◆ PAGE TEXT
The College of Arts comprising a construction area of 108,000-sq-m will accommodate more than 4,460 students, while the 115,000-sq-m College of Education will accommodate 4,050 students, in addition to a total of 1,275 faculty and staff members at both colleges.
Al Faris said the contract includes architectural, constructional and service designs of buildings that include many educational and administrative facilities.
Lead architect Perkins+Will of the US and Dar Al Handasah of Lebanon created the design for the colleges and will also supervise the implementation of the project.
Kuwait’s large swings in temperature from five deg C to 60 deg C and relative humidity from five to 85 per cent was a challenge to the design team who had to find innovative ways to balance community and comfort with low energy use and environment sensitivity.
The design for the College of Education focuses on the creation of a strong, individual identity for the college within the multi-college masterplan, a student-centred learning environment that would foster a community of learning, and a highly sustainable design with sufficient natural light to all classrooms, offices and main spaces.
The design solution creates two five-storey rectangular buildings containing modular, repetitive ‘a priori’ learning spaces that are juxtaposed against a free-form undulating Boardwalk enclosing a variety of ‘a posteriori’ learning support spaces – including lounges, group study niches and computer stations – that is carved through the length and height of the structures, connecting all floors and functions.
The interplay of solid and void between the mass of the buildings and the meandering of the ‘Boardwalk’ define the architectural identity of the college, and the belief that classroom-based learning must be complemented by an equally vital learning support environment in which learning continues beyond the classroom.

◆ COLLECTED DATA
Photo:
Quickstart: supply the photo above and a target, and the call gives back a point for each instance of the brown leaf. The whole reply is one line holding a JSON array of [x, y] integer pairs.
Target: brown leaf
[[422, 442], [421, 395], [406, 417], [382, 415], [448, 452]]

◆ PROBLEM TO SOLVE
Reproduce, word for word, the complete passage on the designs for the College of Arts and the College of Education.

◆ THE ANSWER
The College of Arts comprising a construction area of 108,000-sq-m will accommodate more than 4,460 students, while the 115,000-sq-m College of Education will accommodate 4,050 students, in addition to a total of 1,275 faculty and staff members at both colleges.
Al Faris said the contract includes architectural, constructional and service designs of buildings that include many educational and administrative facilities.
Lead architect Perkins+Will of the US and Dar Al Handasah of Lebanon created the design for the colleges and will also supervise the implementation of the project.
Kuwait’s large swings in temperature from five deg C to 60 deg C and relative humidity from five to 85 per cent was a challenge to the design team who had to find innovative ways to balance community and comfort with low energy use and environment sensitivity.
The design for the College of Education focuses on the creation of a strong, individual identity for the college within the multi-college masterplan, a student-centred learning environment that would foster a community of learning, and a highly sustainable design with sufficient natural light to all classrooms, offices and main spaces.
The design solution creates two five-storey rectangular buildings containing modular, repetitive ‘a priori’ learning spaces that are juxtaposed against a free-form undulating Boardwalk enclosing a variety of ‘a posteriori’ learning support spaces – including lounges, group study niches and computer stations – that is carved through the length and height of the structures, connecting all floors and functions.
The interplay of solid and void between the mass of the buildings and the meandering of the ‘Boardwalk’ define the architectural identity of the college, and the belief that classroom-based learning must be complemented by an equally vital learning support environment in which learning continues beyond the classroom.